# ZADANIA
A - Odpowiedz na pytania do tekstu o Jarosławie Jakimowiczu:
(i) Jaką akcję Jarosław Jakimowicz otwarcie skrytykował w nagraniu na swoim kanale na YouTube?
(ii) Jako kto Jarosław Jakimowicz zaczynał swoją przygodę z show-biznesem?
(iii) Co przekazali ówcześni włodarze Telewizji Polskiej o dziennikarzu?
B - Podaj dalszy ciąg tekstu o Jarosławie Jakimowiczu, zaczynając po jego ostatnim zdaniu.

Budda wpłacił 100 tysięcy na Owsiaka, a tu taki ruch Jakimowicza. Nie hamował się
Jarosław Jakimowicz, który wielokrotnie wzbudzał swoimi wypowiedziami przeróżne afery, kolejny raz nie gryzł się w język. W jednym z nagrań, które pojawiły się na jego youtube'owym kanale, były ekspert TVP otwarcie skrytykował WOŚP. Przy okazji dostało się także popularnemu influencerowi, który wsparł akcję Jerzego Owsiaka.
Jarosław Jakimowicz, który zaczynał swoją przygodę z show-biznesem jako popularny aktor, w ostatnich latach zrobił zawrotną karierę eksperta i komentatora TVP. Po latach współpracy z publicznym nadawcą gwiazdor "Młodych wilków" musiał jednak pożegnać się z Woronicza.
Wszystko odbyło się w atmosferze skandalu, a ówcześni włodarze Telewizji Polskiej przekazali, że dziennikarz wielokrotnie naruszał etykietę pracy w redakcji.
Choć wiele wskazywało na to, że Jarosław Jakimowicz nie pojawi się już więcej na antenie, kontrowersyjny dziennikarz szybko znalazł nową posadę w innej stacji.

# DOSTARCZONE INFORMACJE
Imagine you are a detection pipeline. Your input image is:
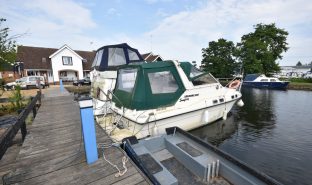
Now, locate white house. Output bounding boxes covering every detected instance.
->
[49,45,84,82]
[17,44,95,83]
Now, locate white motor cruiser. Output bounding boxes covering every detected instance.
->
[97,61,243,142]
[90,43,143,116]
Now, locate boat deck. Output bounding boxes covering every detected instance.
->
[0,87,150,185]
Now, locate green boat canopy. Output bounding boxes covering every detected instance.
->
[113,61,185,110]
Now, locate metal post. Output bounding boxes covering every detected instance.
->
[21,121,27,141]
[207,164,211,184]
[79,98,98,164]
[37,91,42,106]
[60,79,64,93]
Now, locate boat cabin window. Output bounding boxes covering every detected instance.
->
[92,49,103,67]
[148,71,179,94]
[192,73,218,86]
[117,69,138,92]
[190,66,204,78]
[128,49,140,60]
[108,48,127,66]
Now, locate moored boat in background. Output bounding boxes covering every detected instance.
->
[243,74,289,89]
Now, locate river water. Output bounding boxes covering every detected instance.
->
[191,88,312,185]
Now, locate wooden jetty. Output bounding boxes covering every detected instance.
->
[0,87,151,185]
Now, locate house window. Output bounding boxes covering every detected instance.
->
[60,71,67,77]
[62,56,73,66]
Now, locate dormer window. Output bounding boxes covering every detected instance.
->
[62,56,73,66]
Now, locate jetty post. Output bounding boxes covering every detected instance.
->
[60,79,64,93]
[79,97,98,164]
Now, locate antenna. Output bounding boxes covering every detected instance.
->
[151,34,153,52]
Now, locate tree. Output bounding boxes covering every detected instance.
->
[237,23,288,75]
[202,38,235,78]
[0,18,18,71]
[296,61,302,66]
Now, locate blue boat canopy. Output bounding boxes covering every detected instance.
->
[244,74,260,81]
[91,43,143,71]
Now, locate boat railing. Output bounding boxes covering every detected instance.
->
[0,91,41,159]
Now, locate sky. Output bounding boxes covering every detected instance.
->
[0,0,312,66]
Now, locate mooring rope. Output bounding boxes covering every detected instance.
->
[98,143,129,177]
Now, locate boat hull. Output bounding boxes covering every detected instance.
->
[243,81,289,89]
[100,100,238,142]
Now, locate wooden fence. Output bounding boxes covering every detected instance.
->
[0,91,41,160]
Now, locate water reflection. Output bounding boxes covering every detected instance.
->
[191,88,312,185]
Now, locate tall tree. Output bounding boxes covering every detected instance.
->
[0,18,16,71]
[202,38,235,78]
[237,23,288,75]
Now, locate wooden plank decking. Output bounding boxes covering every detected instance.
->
[3,87,150,185]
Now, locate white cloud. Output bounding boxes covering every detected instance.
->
[0,0,96,48]
[138,0,312,65]
[144,0,172,4]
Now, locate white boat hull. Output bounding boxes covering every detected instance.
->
[99,100,237,142]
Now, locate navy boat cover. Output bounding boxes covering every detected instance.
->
[91,43,143,71]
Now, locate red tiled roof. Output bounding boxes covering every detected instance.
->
[17,46,95,70]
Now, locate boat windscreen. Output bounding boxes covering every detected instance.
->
[92,49,104,67]
[128,49,140,61]
[190,66,204,78]
[148,71,179,94]
[192,73,218,86]
[108,48,127,67]
[117,68,138,92]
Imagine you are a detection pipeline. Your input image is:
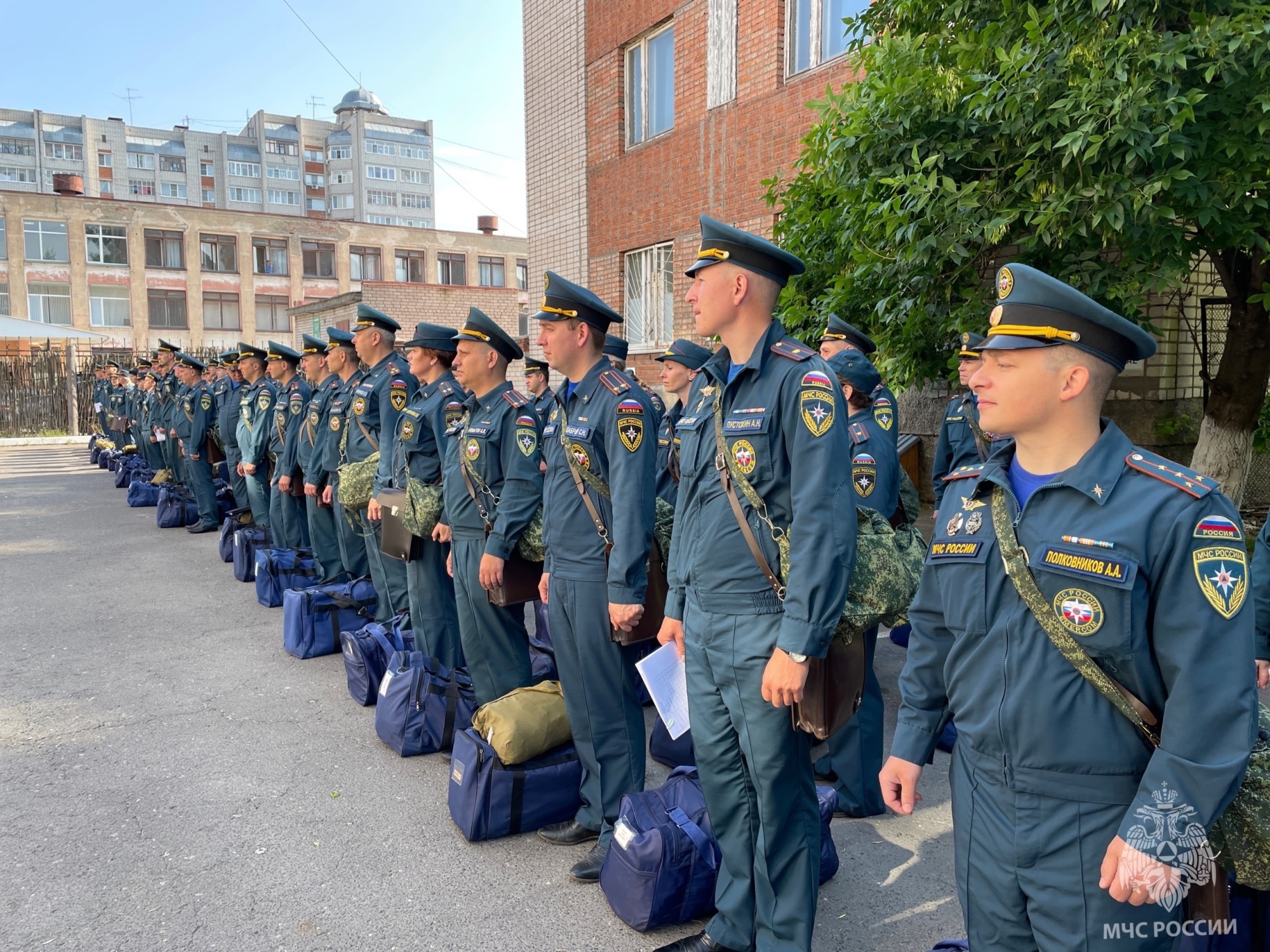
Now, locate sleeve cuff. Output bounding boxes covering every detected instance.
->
[890,722,939,764]
[776,614,833,658]
[485,532,512,562]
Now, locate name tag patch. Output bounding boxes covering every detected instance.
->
[930,541,983,559]
[1039,546,1135,585]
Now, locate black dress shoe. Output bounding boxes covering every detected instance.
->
[569,843,608,882]
[538,820,599,847]
[654,932,737,952]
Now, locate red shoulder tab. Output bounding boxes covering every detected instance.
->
[599,371,631,393]
[1124,448,1219,499]
[944,463,983,482]
[772,338,815,360]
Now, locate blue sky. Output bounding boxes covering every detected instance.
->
[0,0,526,235]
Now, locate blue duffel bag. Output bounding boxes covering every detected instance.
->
[339,612,414,707]
[218,508,251,562]
[599,767,721,932]
[450,731,582,842]
[376,651,478,757]
[234,526,269,581]
[255,547,323,608]
[155,486,198,529]
[815,787,838,886]
[648,715,697,768]
[288,579,376,658]
[128,480,163,508]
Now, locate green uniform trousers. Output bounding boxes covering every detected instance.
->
[452,536,533,704]
[547,574,645,847]
[405,538,465,670]
[691,588,820,952]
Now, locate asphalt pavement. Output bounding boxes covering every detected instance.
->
[0,446,963,952]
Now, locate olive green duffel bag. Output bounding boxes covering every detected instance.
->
[472,680,573,764]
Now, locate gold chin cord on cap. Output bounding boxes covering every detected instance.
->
[538,298,578,317]
[988,324,1081,341]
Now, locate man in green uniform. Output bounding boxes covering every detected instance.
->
[437,307,542,704]
[658,216,856,952]
[880,264,1257,952]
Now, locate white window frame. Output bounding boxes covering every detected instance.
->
[785,0,859,76]
[88,284,132,327]
[622,20,674,147]
[84,222,128,268]
[622,241,674,349]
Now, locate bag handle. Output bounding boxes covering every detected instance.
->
[992,486,1160,748]
[665,806,719,869]
[714,383,785,602]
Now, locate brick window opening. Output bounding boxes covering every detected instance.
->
[348,245,384,281]
[437,251,467,284]
[626,25,674,146]
[396,248,425,284]
[622,241,674,347]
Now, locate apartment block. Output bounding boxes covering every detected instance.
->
[0,89,436,228]
[0,189,530,349]
[525,0,866,380]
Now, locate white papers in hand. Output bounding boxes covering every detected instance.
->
[635,641,691,740]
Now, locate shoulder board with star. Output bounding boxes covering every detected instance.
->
[599,371,631,393]
[1124,447,1219,499]
[944,463,983,482]
[772,338,815,362]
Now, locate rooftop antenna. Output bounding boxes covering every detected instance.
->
[113,86,145,126]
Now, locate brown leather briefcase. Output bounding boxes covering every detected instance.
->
[485,548,542,608]
[373,482,423,562]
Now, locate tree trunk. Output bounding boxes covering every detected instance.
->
[1191,251,1270,505]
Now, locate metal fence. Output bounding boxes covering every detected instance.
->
[0,347,226,437]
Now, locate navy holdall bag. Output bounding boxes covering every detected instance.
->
[343,614,414,707]
[641,721,697,769]
[450,726,582,842]
[234,526,269,581]
[220,508,251,562]
[128,480,160,508]
[599,767,721,932]
[155,486,198,529]
[815,787,838,886]
[255,547,323,608]
[376,651,478,757]
[281,579,376,658]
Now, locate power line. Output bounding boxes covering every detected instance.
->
[433,136,522,162]
[282,0,362,88]
[433,157,528,234]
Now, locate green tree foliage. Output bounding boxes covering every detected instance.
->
[767,0,1270,396]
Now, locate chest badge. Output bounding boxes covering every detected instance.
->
[1054,589,1102,635]
[617,416,644,453]
[1191,546,1248,618]
[800,388,833,437]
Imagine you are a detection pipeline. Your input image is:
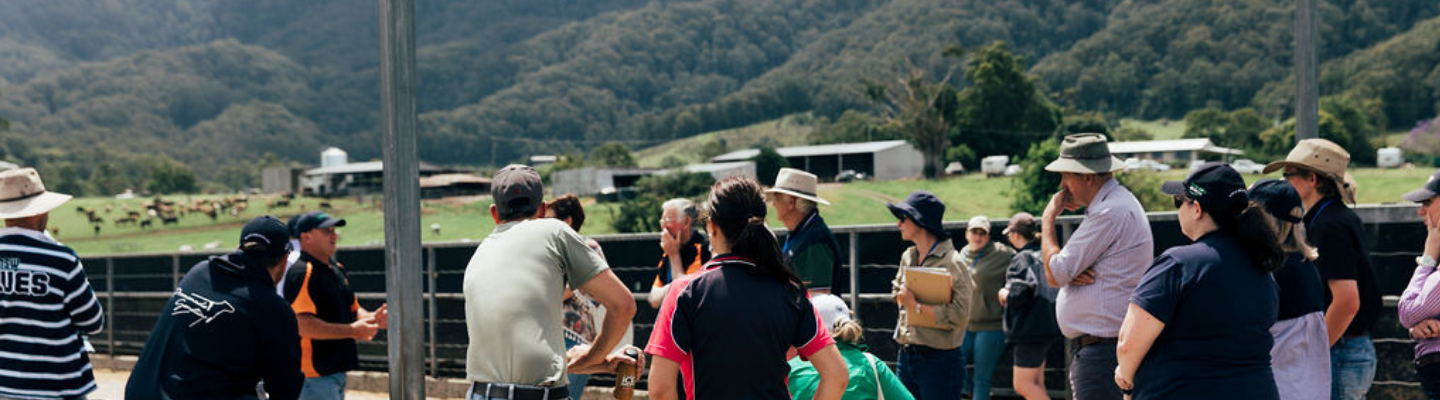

# ODPOWIEDZI
A -
(i) WOŚP.
(ii) Jako popularny aktor.
(iii) Że wielokrotnie naruszał etykietę pracy w redakcji.

B -
Nie zdążył jednak się tam zadomowić, bowiem zaledwie po kilku odcinkach talk-show znów został bezrobotny.
W związku z tym były aktor postanowił przenieść się do sieci i teraz publikuje autorskie materiały na swoim youtube'owym kanale.
Ostatnio o byłym gwiazdorze TVP Info znów zrobiło się głośno. Jarosław Jakimowicz postanowił bowiem wypowiedzieć się na temat zaskakującego gestu słynnego youtubera.
Budda (sprawdź!) - gwiazdor internetu prowadzący kanał o profilu motoryzacyjno-lifestylowym - przebrał się za starszego mężczyznę i w takim stroju wrzucił do puszki WOŚP 100 tysięcy złotych.
Nagranie z tego zdarzenia szybko obiegło sieć i było głośno komentowane. Choć wielu internautom spodobało się zachowanie influencera, Jarosław Jakimowicz nie mógł przejść obok tego obojętnie i w dosadny sposób skrytykował Buddę, sugerując, że zrobił to wszystko jedynie dla poklasku.
"Dziwię się, że w ogóle nie pojechał od razu do Warszawy, na Służewiec, gdzie była telewizja, nie przerzucił przez płot pieniędzy i nie uciekł" - drwi 55-latek.
"Youtuberzy to są bystre chłopaki, ale nie należy do nich Budda. Jeżeli by nie chciał rozgłosu - a wszystkie media piszą, że chciał go uniknąć - to mógł zrobić przelew" - dodał Jakimowicz.
Przy okazji podzielił się przemyśleniami na temat Wielkiej Orkiestry Świątecznej Pomocy.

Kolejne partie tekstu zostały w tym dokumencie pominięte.